DATA FOR THE TASK>
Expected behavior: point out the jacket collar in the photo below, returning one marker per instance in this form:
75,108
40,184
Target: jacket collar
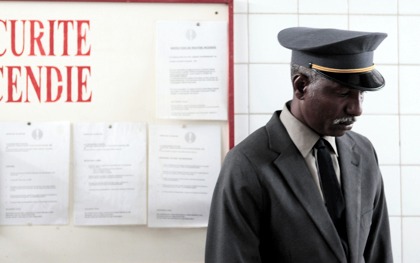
293,168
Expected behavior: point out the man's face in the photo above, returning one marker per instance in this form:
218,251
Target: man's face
330,108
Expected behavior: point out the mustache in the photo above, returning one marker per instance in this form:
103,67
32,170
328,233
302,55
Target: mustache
350,119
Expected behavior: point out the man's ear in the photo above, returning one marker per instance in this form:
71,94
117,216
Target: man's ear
300,82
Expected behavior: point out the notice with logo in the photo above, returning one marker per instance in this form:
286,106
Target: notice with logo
184,163
192,70
34,163
109,173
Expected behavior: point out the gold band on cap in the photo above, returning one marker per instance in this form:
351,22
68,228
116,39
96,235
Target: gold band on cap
337,70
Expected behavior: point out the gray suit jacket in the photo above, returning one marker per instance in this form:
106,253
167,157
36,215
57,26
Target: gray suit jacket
266,206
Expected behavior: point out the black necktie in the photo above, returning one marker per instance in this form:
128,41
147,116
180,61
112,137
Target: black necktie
331,190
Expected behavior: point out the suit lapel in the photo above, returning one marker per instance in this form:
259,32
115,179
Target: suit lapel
293,168
351,181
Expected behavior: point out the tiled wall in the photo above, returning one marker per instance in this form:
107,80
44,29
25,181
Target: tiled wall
391,116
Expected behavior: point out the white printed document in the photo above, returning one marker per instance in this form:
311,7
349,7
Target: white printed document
109,173
34,163
192,70
184,163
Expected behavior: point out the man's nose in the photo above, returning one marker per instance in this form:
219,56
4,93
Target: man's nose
355,105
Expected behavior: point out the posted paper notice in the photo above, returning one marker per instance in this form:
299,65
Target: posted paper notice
192,70
110,173
184,163
34,163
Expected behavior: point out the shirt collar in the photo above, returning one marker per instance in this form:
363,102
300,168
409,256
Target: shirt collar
302,136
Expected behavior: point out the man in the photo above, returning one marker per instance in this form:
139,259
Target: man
273,201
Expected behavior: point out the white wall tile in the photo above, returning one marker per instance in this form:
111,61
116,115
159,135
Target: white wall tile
257,121
383,131
387,52
324,6
263,43
409,101
410,179
409,39
392,183
374,7
384,101
273,6
395,226
324,21
410,140
240,6
241,88
269,87
409,7
241,128
241,51
410,240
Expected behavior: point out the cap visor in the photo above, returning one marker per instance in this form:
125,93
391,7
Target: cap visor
366,81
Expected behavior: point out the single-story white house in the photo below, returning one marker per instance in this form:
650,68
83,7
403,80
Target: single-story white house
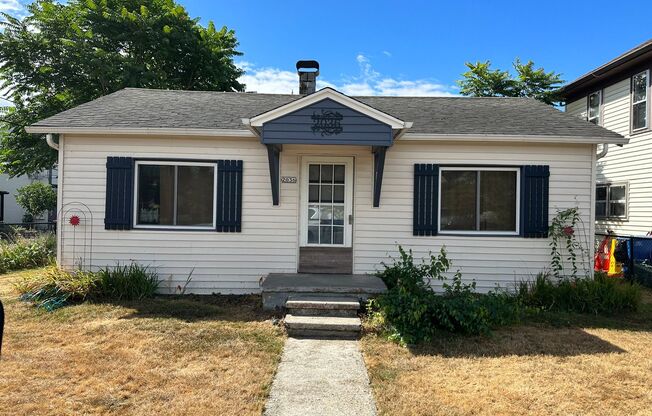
233,186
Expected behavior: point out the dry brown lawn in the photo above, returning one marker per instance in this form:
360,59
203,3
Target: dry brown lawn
569,365
210,355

PROBLEM DESCRIPTION>
Restate the entries above word for word, keeping pictures out of the copy.

ANSWER TO THE PROBLEM>
Expected behavior: point out the jacket collar in the photo below, returning one marker per instance in this form:
75,108
40,184
Target: jacket collar
293,168
Expected behavior: point out the man's face in the photo above, returning one marker per instance in this form:
218,251
Target: man's face
330,108
Expected behavior: point out the mustache in the photo above, returning one marker per instance in this form:
103,67
32,170
328,233
302,55
Target: mustache
350,119
Expected behavior: point out the man's ear in the photo above, returning one marker per instance in this form:
71,94
117,216
Target: man's ear
300,82
Expected behavior: point out the notice with logo in the photo above, returning one marker per instance in this form:
286,106
Target: notice with logo
184,163
192,70
34,163
109,173
Expected behavior: point out the gold band on cap in the photo above, returning one marker per instance in this form:
351,22
68,228
116,39
96,235
Target: gold band on cap
337,70
Expected behavior: point out the gray suit jacket in the photo above, returning one marker per instance in this form:
106,253
167,157
36,215
57,26
Target: gray suit jacket
266,206
Expected behavior: point out the black necktie in the photo above, returning one marker per instance in this form:
128,41
147,116
180,61
112,137
Target: black necktie
331,190
Expected behavior: point out the suit lapel in the photo above, returning one marker per instance in this form:
259,32
115,179
Target: suit lapel
293,168
351,181
Expected behavior: point out the tiled wall in the photo above, returning one marker per instance in this form:
107,80
44,29
25,181
Target: tiled wall
391,116
Expected behavior: point out the white printed document in the photo above, returning one marker per instance in this form:
311,7
349,7
Target: white printed document
109,173
34,163
192,70
184,163
Expected behavior: point out the man's nose in the photo above, returning one marker per instance in this form:
219,56
4,93
Target: man's nose
355,105
Expected behavior: point out the posted paper notice in the photo above, returning one marker per instance in this form:
299,65
Target: posted paper notice
192,70
110,173
184,163
34,163
Expected behavior: point out the shirt collar in the photo above, returning one marker per instance in this form:
363,102
300,168
409,256
Target: shirt collar
302,136
Expected behavior: point out the man in the photo above, returning one marker per instance in this form:
139,259
Target: man
273,201
Expected behavior: point out the white wall tile in the photo above, returning one marker per instance in this form:
111,61
116,115
159,135
Target: white wall tile
257,121
383,131
387,52
324,6
263,43
409,101
410,179
409,39
392,183
374,7
384,101
273,6
395,226
324,21
410,140
240,6
241,88
269,87
409,7
241,128
241,51
410,240
Expected behavior: point out the cap visor in the photo above, returning one marker per instance in this form:
125,93
391,7
Target: cap visor
366,81
Expected behavior: point out the single-story white house in the photo below, returning one marker per instance in this form:
650,68
83,7
403,80
Target: single-story white house
233,186
Expected behavior: point out the dry brown lawn in the photo above, returning one marker per instance in this form:
360,59
203,3
Target: dry brown lawn
569,365
210,355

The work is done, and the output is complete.